■ **Input for this task**
════════════════
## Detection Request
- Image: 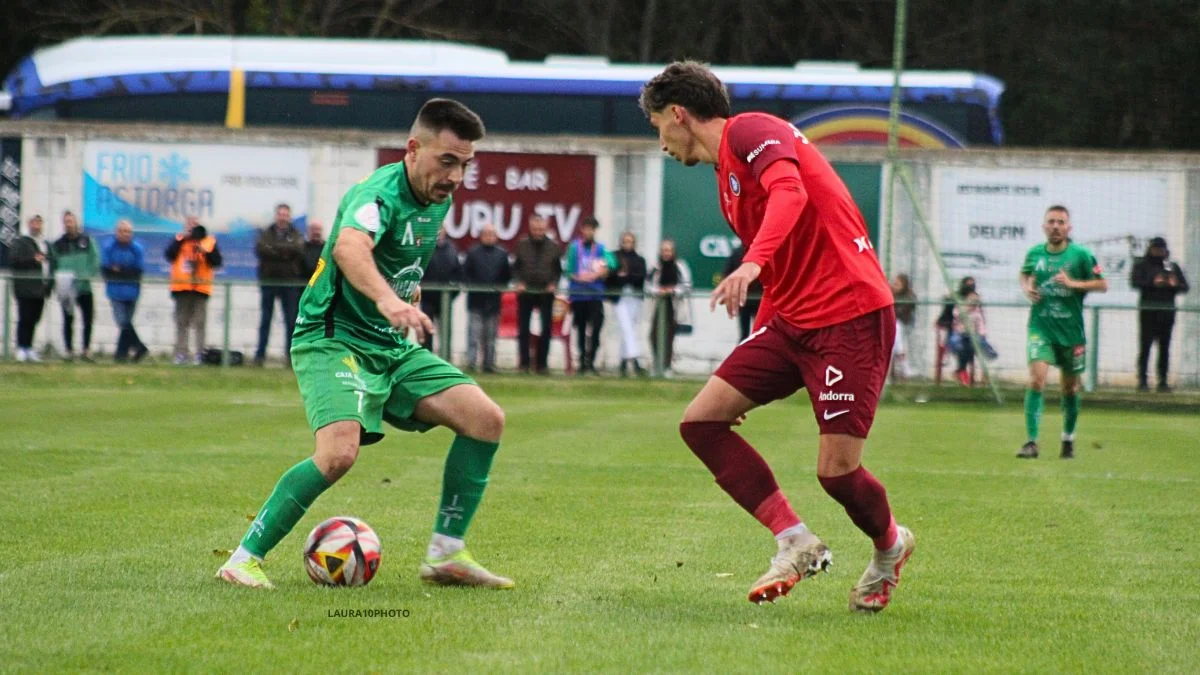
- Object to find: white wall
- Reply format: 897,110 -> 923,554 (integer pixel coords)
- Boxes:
4,121 -> 1197,386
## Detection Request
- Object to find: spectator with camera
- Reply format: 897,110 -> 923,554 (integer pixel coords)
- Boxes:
166,216 -> 222,365
1131,236 -> 1189,392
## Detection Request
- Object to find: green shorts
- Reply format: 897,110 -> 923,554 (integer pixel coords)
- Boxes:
1026,331 -> 1086,374
291,338 -> 475,445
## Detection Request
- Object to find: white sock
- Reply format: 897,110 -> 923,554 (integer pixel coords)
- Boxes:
877,533 -> 905,560
775,523 -> 811,542
1062,432 -> 1075,442
227,545 -> 261,565
427,533 -> 464,560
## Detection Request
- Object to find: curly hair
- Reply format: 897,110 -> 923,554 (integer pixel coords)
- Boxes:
639,60 -> 731,121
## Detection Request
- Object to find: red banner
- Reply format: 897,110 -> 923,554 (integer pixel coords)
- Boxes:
376,149 -> 596,252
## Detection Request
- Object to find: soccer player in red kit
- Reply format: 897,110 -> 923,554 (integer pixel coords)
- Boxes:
641,61 -> 915,612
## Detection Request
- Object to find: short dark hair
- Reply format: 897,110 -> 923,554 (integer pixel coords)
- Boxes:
════════════════
■ **What this task involves**
Repeat word for word each line from the one with "- Object to find: white sock" to the end of the records above, inclusive.

■ **Response box**
- Object to find: white sock
- Reply format: 897,110 -> 923,554 (integer pixel coords)
- Boxes:
877,533 -> 905,560
775,523 -> 811,542
1062,432 -> 1075,442
227,545 -> 261,565
427,533 -> 464,560
## Detection Request
- Object to find: curly hair
- Reply format: 897,110 -> 923,554 (integer pixel coords)
- Boxes:
639,60 -> 731,121
## Detection Request
- Object to find: red banner
- Reply format: 897,110 -> 923,554 (integer pixel coords)
- Boxes:
376,149 -> 596,252
## Detection Request
- Object to find: soccer player in red kit
- Reply format: 897,110 -> 923,554 (integer pixel coords)
- Boxes:
641,61 -> 915,612
## Detection Request
- Object to find: short dark hair
- Reply format: 897,110 -> 923,554 (integer pixel coords)
- Boxes:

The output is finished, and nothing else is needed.